__Task requirements__:
In the stretch from the line containing "Can you find the white salad" through the line containing "(758, 1154)", change "cauliflower" to "romanesco" and give those lines again with everything else left as is.

(Position annotation lines)
* Begin *

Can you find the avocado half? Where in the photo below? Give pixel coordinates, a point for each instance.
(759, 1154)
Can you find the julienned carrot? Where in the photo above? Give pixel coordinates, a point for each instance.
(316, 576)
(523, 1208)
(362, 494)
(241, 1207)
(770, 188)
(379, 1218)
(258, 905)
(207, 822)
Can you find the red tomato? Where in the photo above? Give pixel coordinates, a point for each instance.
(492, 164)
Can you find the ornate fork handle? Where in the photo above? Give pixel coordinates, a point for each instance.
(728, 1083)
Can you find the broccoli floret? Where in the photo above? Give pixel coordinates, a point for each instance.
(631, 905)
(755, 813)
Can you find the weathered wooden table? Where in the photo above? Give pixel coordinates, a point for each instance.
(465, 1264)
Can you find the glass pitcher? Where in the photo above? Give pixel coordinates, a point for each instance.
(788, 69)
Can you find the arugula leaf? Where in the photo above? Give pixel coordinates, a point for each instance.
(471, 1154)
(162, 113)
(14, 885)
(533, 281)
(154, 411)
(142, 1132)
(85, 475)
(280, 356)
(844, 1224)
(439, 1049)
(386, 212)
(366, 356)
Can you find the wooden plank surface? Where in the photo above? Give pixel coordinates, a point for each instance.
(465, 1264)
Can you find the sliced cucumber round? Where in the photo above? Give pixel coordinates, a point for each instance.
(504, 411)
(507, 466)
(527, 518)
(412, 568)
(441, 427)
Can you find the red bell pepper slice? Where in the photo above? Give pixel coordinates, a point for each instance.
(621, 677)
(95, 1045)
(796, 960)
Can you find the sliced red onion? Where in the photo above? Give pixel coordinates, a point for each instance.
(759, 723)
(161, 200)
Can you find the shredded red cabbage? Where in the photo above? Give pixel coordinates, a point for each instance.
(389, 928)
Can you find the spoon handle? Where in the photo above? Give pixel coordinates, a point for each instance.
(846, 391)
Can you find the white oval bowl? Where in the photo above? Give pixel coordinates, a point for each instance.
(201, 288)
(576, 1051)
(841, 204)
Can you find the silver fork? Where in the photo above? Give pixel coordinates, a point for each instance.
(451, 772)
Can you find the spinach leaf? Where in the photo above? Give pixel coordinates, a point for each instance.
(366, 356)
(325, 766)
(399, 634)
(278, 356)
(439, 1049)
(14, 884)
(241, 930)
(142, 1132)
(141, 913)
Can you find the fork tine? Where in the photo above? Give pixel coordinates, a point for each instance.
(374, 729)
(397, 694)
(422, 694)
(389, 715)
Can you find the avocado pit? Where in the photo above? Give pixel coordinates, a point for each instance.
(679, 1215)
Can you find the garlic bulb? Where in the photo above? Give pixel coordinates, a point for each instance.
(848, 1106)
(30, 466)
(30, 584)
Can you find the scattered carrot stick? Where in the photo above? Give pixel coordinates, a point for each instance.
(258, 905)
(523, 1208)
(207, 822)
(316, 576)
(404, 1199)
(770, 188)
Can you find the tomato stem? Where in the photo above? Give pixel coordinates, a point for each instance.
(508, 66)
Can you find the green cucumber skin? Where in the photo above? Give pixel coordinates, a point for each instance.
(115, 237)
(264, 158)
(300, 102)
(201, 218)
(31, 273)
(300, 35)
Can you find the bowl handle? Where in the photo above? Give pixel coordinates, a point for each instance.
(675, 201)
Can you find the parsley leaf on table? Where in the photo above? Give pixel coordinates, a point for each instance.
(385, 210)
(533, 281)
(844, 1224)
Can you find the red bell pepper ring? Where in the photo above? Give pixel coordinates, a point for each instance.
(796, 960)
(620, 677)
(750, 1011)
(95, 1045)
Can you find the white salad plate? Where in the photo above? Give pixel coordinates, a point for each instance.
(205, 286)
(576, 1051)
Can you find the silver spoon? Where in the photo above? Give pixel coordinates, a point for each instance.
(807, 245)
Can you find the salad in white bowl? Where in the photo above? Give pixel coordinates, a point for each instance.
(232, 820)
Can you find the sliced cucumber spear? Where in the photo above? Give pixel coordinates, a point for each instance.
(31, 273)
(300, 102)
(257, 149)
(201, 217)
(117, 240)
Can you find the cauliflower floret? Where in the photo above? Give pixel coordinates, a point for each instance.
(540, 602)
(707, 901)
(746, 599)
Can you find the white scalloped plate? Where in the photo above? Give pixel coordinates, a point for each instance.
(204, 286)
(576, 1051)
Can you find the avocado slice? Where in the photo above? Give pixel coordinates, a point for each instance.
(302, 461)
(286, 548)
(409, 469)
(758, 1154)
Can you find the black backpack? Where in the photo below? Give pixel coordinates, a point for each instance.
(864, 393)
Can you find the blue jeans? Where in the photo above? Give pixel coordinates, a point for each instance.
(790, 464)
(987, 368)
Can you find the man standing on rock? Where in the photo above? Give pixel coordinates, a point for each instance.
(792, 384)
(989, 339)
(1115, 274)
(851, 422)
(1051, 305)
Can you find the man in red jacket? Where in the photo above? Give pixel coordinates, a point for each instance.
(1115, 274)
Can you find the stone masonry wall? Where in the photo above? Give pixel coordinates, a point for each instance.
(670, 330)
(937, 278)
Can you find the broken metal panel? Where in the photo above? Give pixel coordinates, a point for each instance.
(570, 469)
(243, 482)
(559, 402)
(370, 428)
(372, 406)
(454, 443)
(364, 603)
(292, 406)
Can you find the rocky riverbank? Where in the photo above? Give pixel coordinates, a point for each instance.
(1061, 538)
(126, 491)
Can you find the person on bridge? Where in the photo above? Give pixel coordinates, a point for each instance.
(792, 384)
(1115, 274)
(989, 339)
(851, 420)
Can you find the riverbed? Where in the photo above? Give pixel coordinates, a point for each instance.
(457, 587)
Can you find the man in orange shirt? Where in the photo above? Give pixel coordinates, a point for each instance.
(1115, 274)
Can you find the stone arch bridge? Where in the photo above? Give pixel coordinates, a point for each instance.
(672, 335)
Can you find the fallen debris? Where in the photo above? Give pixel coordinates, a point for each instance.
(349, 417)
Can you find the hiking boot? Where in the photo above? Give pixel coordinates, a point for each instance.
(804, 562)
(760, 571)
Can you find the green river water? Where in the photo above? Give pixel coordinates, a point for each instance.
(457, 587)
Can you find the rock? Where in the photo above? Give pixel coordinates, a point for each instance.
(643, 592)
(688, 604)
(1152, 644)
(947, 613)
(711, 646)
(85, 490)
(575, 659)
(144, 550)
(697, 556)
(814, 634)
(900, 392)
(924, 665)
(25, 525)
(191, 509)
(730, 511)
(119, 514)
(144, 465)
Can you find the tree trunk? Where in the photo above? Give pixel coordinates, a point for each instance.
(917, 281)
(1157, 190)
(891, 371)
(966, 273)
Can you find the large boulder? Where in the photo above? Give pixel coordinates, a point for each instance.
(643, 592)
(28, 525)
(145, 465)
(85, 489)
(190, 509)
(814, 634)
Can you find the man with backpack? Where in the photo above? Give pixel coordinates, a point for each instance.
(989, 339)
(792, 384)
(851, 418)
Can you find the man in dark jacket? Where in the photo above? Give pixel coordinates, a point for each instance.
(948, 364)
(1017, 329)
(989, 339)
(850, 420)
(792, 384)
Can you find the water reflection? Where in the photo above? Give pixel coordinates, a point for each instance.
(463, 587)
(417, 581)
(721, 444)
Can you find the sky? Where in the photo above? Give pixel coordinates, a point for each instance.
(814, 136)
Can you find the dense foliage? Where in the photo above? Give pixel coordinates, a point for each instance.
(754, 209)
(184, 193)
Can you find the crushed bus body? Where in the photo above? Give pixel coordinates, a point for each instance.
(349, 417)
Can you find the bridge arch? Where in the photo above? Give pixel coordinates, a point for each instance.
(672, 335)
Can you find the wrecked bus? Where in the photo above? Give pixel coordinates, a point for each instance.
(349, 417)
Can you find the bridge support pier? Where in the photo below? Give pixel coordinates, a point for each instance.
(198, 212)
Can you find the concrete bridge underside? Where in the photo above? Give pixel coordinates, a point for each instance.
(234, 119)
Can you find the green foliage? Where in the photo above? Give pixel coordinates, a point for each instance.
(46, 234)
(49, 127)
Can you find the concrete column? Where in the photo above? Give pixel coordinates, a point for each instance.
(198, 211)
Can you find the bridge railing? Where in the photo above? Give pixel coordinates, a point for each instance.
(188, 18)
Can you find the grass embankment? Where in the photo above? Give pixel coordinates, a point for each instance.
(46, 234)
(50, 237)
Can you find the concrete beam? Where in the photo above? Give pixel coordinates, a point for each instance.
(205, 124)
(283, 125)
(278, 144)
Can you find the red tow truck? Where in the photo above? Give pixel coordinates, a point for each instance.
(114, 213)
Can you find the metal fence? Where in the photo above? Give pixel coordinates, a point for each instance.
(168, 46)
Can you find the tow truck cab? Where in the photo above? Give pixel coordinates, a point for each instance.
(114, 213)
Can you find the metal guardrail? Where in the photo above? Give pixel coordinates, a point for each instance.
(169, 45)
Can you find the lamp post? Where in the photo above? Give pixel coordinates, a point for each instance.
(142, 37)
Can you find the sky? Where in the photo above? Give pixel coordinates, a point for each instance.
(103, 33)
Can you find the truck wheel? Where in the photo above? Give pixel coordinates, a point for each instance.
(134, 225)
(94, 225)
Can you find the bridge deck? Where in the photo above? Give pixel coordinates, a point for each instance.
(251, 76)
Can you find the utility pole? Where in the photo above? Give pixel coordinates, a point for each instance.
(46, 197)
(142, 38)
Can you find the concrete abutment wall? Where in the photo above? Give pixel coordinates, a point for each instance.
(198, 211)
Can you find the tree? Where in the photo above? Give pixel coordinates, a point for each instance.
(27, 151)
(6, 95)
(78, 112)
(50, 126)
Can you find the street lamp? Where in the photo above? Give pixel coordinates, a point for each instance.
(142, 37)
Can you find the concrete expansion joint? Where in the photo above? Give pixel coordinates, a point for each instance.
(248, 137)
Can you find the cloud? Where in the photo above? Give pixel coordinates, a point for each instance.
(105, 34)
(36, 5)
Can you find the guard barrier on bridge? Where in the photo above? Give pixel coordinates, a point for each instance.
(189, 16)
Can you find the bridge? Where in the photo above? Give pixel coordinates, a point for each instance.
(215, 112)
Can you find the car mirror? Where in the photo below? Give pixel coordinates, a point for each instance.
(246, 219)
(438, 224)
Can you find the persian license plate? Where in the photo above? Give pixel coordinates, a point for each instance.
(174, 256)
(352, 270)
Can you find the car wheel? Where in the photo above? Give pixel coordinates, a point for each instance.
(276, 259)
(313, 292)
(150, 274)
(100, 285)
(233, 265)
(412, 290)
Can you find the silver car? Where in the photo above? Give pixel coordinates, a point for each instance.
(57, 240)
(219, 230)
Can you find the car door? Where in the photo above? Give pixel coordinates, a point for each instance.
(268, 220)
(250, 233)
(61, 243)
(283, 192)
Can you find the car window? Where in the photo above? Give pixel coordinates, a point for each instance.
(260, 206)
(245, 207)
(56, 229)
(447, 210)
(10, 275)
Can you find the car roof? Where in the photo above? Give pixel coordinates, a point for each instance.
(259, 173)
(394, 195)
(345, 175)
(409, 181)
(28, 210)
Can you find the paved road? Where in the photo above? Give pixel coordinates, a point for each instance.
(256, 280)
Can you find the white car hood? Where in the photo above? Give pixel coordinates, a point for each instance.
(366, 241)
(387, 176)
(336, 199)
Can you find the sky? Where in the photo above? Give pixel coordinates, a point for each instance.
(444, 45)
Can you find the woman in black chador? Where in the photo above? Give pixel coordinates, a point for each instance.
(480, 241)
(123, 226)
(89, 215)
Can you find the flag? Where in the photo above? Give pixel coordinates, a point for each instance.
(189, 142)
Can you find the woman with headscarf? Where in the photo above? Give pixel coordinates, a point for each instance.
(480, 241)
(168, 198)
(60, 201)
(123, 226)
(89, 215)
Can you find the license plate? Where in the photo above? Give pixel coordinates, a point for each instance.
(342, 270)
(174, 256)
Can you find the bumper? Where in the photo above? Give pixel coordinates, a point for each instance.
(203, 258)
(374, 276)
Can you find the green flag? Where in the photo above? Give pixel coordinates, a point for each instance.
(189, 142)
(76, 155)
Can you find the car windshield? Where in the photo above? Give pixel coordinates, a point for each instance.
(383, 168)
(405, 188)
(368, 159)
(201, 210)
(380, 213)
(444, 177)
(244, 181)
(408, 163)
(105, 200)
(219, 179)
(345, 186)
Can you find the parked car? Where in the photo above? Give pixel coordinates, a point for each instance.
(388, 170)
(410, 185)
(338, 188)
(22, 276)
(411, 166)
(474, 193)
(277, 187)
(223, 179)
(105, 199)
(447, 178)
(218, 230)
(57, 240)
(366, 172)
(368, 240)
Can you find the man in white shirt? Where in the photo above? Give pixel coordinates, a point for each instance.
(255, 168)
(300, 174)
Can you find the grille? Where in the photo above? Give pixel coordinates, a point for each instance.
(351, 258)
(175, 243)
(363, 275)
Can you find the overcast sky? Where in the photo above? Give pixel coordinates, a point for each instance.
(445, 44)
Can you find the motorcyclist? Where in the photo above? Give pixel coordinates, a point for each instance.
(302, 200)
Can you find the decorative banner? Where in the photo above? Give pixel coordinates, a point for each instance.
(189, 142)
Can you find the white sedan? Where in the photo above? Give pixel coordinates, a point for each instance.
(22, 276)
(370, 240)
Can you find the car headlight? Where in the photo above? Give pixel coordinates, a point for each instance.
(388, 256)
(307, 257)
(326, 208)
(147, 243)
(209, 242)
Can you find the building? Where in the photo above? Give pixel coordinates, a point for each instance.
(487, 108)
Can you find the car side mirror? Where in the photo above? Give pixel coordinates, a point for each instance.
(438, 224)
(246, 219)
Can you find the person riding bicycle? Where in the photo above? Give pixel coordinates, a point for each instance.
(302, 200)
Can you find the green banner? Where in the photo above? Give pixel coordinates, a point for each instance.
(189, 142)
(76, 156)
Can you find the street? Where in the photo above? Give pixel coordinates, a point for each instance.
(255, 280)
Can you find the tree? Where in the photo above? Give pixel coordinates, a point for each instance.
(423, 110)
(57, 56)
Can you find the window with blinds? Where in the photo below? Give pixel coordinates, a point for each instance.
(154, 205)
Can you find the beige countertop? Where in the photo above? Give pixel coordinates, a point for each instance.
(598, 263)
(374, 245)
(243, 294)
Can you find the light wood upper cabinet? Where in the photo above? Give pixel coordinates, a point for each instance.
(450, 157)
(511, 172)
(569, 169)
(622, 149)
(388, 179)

* End *

__Solution__:
Can you find the white salad plate? Where in the photo above? Give pixel coordinates, a point for each instance.
(205, 286)
(576, 1051)
Can you find the silver spoon? Where in the photo above? Give pixel coordinates, a point for each instance.
(807, 245)
Can you find the salad in white bowl? Where in the photo above? Give pixel coordinates, a point for each instance.
(232, 820)
Can you find the sliced cucumber spear? Where in the photo above? Give pixel coordinates, a point for each instance.
(31, 273)
(300, 102)
(257, 149)
(201, 217)
(117, 240)
Can you find the romanesco floret? Where in the photo above? Give pixel coordinates, a point for each instance.
(540, 602)
(707, 901)
(746, 599)
Can you find the white scalloped plate? Where in the photo above? Give pixel coordinates, a point for each instance.
(204, 286)
(576, 1051)
Can you find the avocado slice? Where in the photo above? Give pixel coordinates, a point for each instance.
(302, 461)
(286, 548)
(409, 469)
(758, 1154)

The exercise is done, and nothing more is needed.